* CHALLENGE A *
List the minimum types of stress scenario that the passage on liquidity stress scenarios says banks must include in their stress testing exercise.
* CHALLENGE B *
Using the passage on liquidity stress scenarios, decide whether each statement agrees with it. Answer yes or no and quote the deciding words. (i) Banks need consider only contractual cash flows when estimating liquidity needs. (ii) Banks should construct stress scenarios that are severe yet plausible. (iii) The timing of cash flows on the maturity ladder is the same under every scenario.
* CHALLENGE C *
Continue the passage on liquidity stress scenarios from its last sentence.

--- PASSAGE PROVIDED ---

• LM-9.2 LM-9.2 Scenarios and Assumptions

    • LM-9.2.1

      It is important for banks to construct sufficiently severe, but plausible stress scenarios and examine the resultant cash flow needs. While banks should aim to cover different stress events and levels of adversity, they must, at a minimum, include the following types of scenarios in their stress testing exercise:

      (a) An institution-specific stress scenario;
      (b) A general market stress scenario; and
      (c) A combination of both, including possible interaction with other risks.
      August 2018

    • LM-9.2.2

      A bank will need to assign the timing of cash flows for each type of asset and liability, as well as off-balance sheet and contingent items, by assessing the probability of the behaviour of those cash flows under the scenario being examined. The timing of cash inflows and outflows on the maturity ladder can vary among scenarios and the assumptions may differ quite sharply. In estimating liquidity needs, both contractual and non-contractual cash flows should be considered.

      August 2018

    • LM-9.2.3

      In designing stress scenarios, a bank must take into account, specific risks associated with its business activities, products or funding sources. These include, for example, heavy reliance on specific funding markets or significant exposures to complex financial instruments. The stress scenarios must be able to evaluate the potential adverse impact of these factors on the bank's liquidity position.

--- MATERIAL PROVIDED ---

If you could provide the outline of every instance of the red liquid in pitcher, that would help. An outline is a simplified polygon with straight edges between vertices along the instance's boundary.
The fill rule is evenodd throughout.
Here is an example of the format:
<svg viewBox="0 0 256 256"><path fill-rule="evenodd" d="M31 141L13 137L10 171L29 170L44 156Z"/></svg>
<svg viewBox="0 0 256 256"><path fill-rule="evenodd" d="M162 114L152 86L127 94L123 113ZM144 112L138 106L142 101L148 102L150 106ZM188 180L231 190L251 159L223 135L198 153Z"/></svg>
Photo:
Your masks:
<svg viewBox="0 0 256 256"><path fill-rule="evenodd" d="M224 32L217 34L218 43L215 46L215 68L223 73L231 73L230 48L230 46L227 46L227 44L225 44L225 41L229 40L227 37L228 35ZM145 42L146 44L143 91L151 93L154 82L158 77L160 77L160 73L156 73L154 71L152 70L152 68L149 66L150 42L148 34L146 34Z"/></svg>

---

* TASK RESULT A *
(a) An institution-specific stress scenario
(b) A general market stress scenario
(c) A combination of both, including possible interaction with other risks

* TASK RESULT B *
(i) No: "both contractual and non-contractual cash flows should be considered."
(ii) Yes: "It is important for banks to construct sufficiently severe, but plausible stress scenarios"
(iii) No: "The timing of cash inflows and outflows on the maturity ladder can vary among scenarios"

* TASK RESULT C *
      August 2018

    • LM-9.2.4

      A bank should take a reasonably conservative approach when setting stress assumptions. There are a number of possible areas that the assumptions should cover. For illustrative purposes, these areas include, but are not limited to, the following:

      (a) The run-off for retail funding;
      (b) Asset market illiquidity and erosion in the value of liquid assets;
      (c) The loss or impairment of secured and unsecured wholesale funding sources;
      (d) The correlation between funding markets and effectiveness of diversification across available sources of funding;
      (e) The availability of contingent lines extended to the banks;
      (f) The availability of funding in different tenors;
      (g) Contingent claims, including potential draws on committed lines extended to third parties or the bank's connected parties (such as its overseas branches, associated entities in its consolidated group, controller or head office);
      (h) Liquidity drains associated with contractual obligations or non-contractual obligations involving off-balance sheet vehicles and activities, as well as complex products or transactions;
      (i) Additional margin calls and collateral requirements (e.g. in derivative or other contracts with embedded trigger clauses);
      (j) Estimates of future balance sheet growth;
      (k) Currency convertibility and access to foreign exchange markets;
      (l) The transferability of liquidity across entities, sectors and jurisdictions, taking into account legal, regulatory, operational and time zone restrictions and constraints;
      (m) Access to the payment and settlement systems which are imperative to a bank.
      (n) The impact of credit rating triggers;
      (o) The access to central bank facilities;
      (p) The operational ability of the bank to monetise assets; and
      (q) The bank's remedial actions and the availability of the necessary documentation and operational expertise and experience to execute them, taking into account the potential reputational impact when executing these actions.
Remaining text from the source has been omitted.